■ Problem to work on ■
Give the records again word for word. Leave every picture out.

[[ Records for this task, beginning ]]

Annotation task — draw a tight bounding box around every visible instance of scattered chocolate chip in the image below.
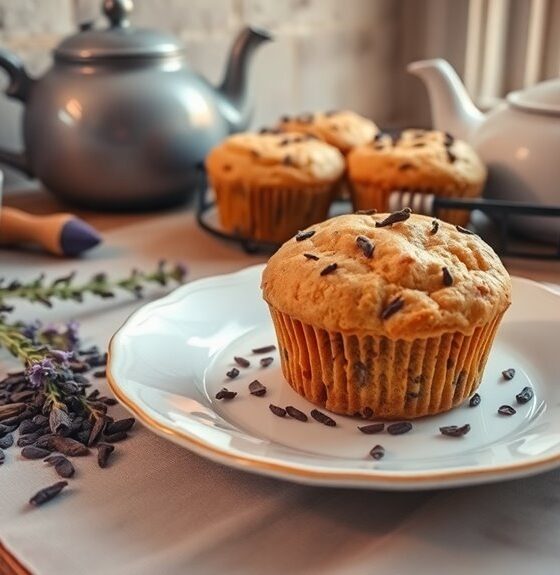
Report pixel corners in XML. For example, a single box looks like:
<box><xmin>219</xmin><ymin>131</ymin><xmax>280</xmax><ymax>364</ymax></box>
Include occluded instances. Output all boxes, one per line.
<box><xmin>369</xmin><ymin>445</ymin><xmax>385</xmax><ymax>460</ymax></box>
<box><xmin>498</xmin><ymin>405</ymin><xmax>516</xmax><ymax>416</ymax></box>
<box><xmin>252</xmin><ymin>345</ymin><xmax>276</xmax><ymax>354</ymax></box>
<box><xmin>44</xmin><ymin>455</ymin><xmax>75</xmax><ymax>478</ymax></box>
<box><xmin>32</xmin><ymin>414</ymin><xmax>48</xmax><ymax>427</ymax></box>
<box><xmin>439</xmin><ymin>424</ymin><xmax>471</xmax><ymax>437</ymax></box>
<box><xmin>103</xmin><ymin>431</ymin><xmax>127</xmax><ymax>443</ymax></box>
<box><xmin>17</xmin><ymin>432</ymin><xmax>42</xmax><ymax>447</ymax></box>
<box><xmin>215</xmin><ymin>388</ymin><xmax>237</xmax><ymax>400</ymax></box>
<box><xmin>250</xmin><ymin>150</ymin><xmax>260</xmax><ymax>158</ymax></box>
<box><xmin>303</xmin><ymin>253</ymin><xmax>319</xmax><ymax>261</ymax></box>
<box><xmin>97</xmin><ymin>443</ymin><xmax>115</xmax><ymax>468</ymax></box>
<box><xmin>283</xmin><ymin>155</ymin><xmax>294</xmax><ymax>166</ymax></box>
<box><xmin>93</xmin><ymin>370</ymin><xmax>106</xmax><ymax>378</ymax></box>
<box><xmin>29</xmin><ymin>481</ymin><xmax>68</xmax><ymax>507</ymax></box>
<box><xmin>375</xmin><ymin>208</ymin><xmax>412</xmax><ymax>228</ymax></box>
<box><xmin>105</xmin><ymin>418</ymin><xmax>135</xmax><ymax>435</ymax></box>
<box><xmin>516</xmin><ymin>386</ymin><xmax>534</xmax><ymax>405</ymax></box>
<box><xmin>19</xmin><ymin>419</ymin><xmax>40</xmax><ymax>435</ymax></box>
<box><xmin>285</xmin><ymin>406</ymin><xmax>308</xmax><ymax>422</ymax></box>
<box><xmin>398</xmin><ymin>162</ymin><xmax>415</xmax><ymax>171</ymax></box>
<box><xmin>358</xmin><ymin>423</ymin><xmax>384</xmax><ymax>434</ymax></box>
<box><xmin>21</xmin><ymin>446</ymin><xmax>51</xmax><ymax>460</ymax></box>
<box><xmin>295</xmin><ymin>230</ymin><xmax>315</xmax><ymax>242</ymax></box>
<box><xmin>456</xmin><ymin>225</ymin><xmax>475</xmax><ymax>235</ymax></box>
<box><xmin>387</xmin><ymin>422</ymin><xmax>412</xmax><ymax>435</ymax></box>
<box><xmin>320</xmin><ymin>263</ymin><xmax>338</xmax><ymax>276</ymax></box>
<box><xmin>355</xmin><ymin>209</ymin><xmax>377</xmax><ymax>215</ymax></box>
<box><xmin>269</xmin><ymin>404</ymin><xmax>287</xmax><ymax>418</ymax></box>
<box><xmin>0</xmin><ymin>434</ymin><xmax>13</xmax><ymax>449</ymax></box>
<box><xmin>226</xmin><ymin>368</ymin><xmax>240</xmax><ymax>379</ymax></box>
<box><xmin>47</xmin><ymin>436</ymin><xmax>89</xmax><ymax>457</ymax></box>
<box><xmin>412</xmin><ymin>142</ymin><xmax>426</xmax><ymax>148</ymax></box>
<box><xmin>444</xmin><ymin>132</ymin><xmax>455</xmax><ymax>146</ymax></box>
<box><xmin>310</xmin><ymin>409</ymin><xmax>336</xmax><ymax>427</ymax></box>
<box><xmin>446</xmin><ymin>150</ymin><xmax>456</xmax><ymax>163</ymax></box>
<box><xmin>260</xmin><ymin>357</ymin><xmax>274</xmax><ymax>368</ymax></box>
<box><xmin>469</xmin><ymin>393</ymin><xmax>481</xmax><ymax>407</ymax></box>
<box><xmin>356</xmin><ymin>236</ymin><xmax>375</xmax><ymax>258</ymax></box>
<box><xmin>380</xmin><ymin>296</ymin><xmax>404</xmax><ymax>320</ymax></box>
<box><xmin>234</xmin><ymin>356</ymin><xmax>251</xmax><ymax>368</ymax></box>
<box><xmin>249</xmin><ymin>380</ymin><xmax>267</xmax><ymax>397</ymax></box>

[[ Records for this task, end ]]

■ Written solution ■
Annotation task — draw a tight bounding box around every visible instance of scattered chocolate chip in the image below.
Report pixel corners in XML. For example, a single box looks like:
<box><xmin>219</xmin><ymin>131</ymin><xmax>280</xmax><ymax>364</ymax></box>
Include occluded instances. Output all boxes, one per line.
<box><xmin>369</xmin><ymin>445</ymin><xmax>385</xmax><ymax>460</ymax></box>
<box><xmin>498</xmin><ymin>405</ymin><xmax>516</xmax><ymax>416</ymax></box>
<box><xmin>252</xmin><ymin>345</ymin><xmax>276</xmax><ymax>354</ymax></box>
<box><xmin>44</xmin><ymin>455</ymin><xmax>75</xmax><ymax>478</ymax></box>
<box><xmin>32</xmin><ymin>414</ymin><xmax>48</xmax><ymax>427</ymax></box>
<box><xmin>439</xmin><ymin>424</ymin><xmax>471</xmax><ymax>437</ymax></box>
<box><xmin>103</xmin><ymin>431</ymin><xmax>127</xmax><ymax>443</ymax></box>
<box><xmin>17</xmin><ymin>432</ymin><xmax>42</xmax><ymax>447</ymax></box>
<box><xmin>215</xmin><ymin>388</ymin><xmax>237</xmax><ymax>400</ymax></box>
<box><xmin>250</xmin><ymin>150</ymin><xmax>260</xmax><ymax>158</ymax></box>
<box><xmin>303</xmin><ymin>253</ymin><xmax>319</xmax><ymax>261</ymax></box>
<box><xmin>97</xmin><ymin>443</ymin><xmax>115</xmax><ymax>468</ymax></box>
<box><xmin>283</xmin><ymin>155</ymin><xmax>294</xmax><ymax>166</ymax></box>
<box><xmin>93</xmin><ymin>370</ymin><xmax>106</xmax><ymax>378</ymax></box>
<box><xmin>29</xmin><ymin>481</ymin><xmax>68</xmax><ymax>507</ymax></box>
<box><xmin>375</xmin><ymin>208</ymin><xmax>412</xmax><ymax>228</ymax></box>
<box><xmin>105</xmin><ymin>418</ymin><xmax>135</xmax><ymax>435</ymax></box>
<box><xmin>516</xmin><ymin>386</ymin><xmax>534</xmax><ymax>405</ymax></box>
<box><xmin>19</xmin><ymin>419</ymin><xmax>40</xmax><ymax>435</ymax></box>
<box><xmin>285</xmin><ymin>406</ymin><xmax>308</xmax><ymax>422</ymax></box>
<box><xmin>398</xmin><ymin>162</ymin><xmax>415</xmax><ymax>171</ymax></box>
<box><xmin>358</xmin><ymin>423</ymin><xmax>384</xmax><ymax>434</ymax></box>
<box><xmin>21</xmin><ymin>446</ymin><xmax>51</xmax><ymax>460</ymax></box>
<box><xmin>295</xmin><ymin>230</ymin><xmax>315</xmax><ymax>242</ymax></box>
<box><xmin>456</xmin><ymin>225</ymin><xmax>475</xmax><ymax>235</ymax></box>
<box><xmin>387</xmin><ymin>422</ymin><xmax>412</xmax><ymax>435</ymax></box>
<box><xmin>320</xmin><ymin>263</ymin><xmax>338</xmax><ymax>276</ymax></box>
<box><xmin>355</xmin><ymin>209</ymin><xmax>377</xmax><ymax>215</ymax></box>
<box><xmin>269</xmin><ymin>404</ymin><xmax>287</xmax><ymax>418</ymax></box>
<box><xmin>0</xmin><ymin>434</ymin><xmax>13</xmax><ymax>449</ymax></box>
<box><xmin>226</xmin><ymin>368</ymin><xmax>240</xmax><ymax>379</ymax></box>
<box><xmin>47</xmin><ymin>436</ymin><xmax>89</xmax><ymax>457</ymax></box>
<box><xmin>412</xmin><ymin>142</ymin><xmax>426</xmax><ymax>148</ymax></box>
<box><xmin>444</xmin><ymin>132</ymin><xmax>455</xmax><ymax>146</ymax></box>
<box><xmin>310</xmin><ymin>409</ymin><xmax>336</xmax><ymax>427</ymax></box>
<box><xmin>446</xmin><ymin>150</ymin><xmax>456</xmax><ymax>163</ymax></box>
<box><xmin>260</xmin><ymin>357</ymin><xmax>274</xmax><ymax>368</ymax></box>
<box><xmin>469</xmin><ymin>393</ymin><xmax>481</xmax><ymax>407</ymax></box>
<box><xmin>356</xmin><ymin>236</ymin><xmax>375</xmax><ymax>258</ymax></box>
<box><xmin>380</xmin><ymin>296</ymin><xmax>404</xmax><ymax>320</ymax></box>
<box><xmin>234</xmin><ymin>356</ymin><xmax>251</xmax><ymax>368</ymax></box>
<box><xmin>249</xmin><ymin>380</ymin><xmax>267</xmax><ymax>397</ymax></box>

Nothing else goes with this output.